Start of RECORDS
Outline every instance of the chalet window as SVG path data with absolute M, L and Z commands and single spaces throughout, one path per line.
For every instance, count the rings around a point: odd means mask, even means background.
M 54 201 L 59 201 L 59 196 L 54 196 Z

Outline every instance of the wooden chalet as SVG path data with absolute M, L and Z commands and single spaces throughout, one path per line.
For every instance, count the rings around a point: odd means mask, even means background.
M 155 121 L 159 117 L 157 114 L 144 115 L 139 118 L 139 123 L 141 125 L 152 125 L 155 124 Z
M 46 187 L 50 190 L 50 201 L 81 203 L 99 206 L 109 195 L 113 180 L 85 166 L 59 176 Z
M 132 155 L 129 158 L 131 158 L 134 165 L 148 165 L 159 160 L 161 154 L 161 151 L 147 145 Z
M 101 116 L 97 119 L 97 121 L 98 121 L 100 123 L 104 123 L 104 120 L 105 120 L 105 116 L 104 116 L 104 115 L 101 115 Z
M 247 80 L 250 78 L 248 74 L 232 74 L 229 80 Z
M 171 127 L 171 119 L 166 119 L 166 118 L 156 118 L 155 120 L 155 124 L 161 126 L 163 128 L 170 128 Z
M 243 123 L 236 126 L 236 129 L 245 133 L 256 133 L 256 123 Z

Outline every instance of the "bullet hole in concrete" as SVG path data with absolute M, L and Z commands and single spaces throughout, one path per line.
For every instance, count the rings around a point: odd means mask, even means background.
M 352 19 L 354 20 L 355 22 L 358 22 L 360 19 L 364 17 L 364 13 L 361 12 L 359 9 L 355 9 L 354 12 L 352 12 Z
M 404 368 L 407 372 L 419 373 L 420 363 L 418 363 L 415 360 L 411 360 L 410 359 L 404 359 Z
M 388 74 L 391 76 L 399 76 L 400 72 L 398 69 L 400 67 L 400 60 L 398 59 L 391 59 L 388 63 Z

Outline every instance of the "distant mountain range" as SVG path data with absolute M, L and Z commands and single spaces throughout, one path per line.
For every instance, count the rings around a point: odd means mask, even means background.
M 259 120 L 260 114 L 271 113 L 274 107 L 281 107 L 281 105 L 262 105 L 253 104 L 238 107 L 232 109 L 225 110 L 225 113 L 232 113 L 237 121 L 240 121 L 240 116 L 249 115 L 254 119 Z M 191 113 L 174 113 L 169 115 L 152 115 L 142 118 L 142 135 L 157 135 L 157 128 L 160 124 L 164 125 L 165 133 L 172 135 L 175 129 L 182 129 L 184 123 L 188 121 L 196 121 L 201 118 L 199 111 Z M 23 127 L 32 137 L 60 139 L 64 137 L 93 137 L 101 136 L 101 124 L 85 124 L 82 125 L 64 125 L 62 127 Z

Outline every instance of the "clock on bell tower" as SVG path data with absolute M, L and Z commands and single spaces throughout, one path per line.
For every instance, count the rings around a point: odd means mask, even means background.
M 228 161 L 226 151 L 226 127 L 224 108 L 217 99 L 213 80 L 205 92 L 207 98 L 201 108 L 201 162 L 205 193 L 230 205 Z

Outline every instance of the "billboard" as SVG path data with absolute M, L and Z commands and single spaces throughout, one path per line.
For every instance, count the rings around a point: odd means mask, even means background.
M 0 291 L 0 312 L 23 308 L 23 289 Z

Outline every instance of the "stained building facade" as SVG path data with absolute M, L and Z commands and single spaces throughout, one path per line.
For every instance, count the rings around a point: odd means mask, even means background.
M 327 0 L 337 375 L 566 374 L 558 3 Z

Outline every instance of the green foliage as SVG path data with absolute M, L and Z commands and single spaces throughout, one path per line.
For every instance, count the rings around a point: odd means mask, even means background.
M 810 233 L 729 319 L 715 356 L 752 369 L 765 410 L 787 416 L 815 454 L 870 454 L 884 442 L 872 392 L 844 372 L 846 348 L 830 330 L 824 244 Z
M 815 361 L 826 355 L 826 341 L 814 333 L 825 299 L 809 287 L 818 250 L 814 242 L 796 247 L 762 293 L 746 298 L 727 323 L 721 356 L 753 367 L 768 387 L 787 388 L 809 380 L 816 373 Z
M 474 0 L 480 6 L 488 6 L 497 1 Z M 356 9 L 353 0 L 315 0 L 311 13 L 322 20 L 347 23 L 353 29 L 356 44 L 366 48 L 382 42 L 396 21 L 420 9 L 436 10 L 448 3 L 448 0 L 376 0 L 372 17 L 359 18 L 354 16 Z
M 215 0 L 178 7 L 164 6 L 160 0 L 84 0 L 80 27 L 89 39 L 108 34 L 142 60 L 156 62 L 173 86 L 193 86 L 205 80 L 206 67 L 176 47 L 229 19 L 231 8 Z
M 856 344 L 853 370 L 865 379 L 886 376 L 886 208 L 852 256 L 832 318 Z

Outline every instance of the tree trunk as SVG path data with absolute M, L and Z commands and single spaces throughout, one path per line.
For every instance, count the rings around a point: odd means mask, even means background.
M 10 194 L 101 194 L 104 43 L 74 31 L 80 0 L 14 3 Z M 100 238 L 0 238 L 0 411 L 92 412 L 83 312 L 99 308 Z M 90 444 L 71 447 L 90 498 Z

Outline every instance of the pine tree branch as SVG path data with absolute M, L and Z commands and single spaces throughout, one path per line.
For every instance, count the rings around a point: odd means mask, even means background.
End of RECORDS
Please render the material above, starting at its beginning and ending at the line containing "M 54 201 L 59 201 L 59 196 L 54 196 Z", as a two-column CSV with the headers instruction and output. Each row holds a text under instruction and its answer under output, each in one quoted field with line breaks replaced by spaces.

FINAL RESULT:
instruction,output
"Outline every instance of the chalet window as SVG path data with absolute M, L and Z commands and single spaces throughout, one path per line. For every instance, count the rings around a point: odd means mask, even means background.","M 54 201 L 59 201 L 59 196 L 54 196 Z"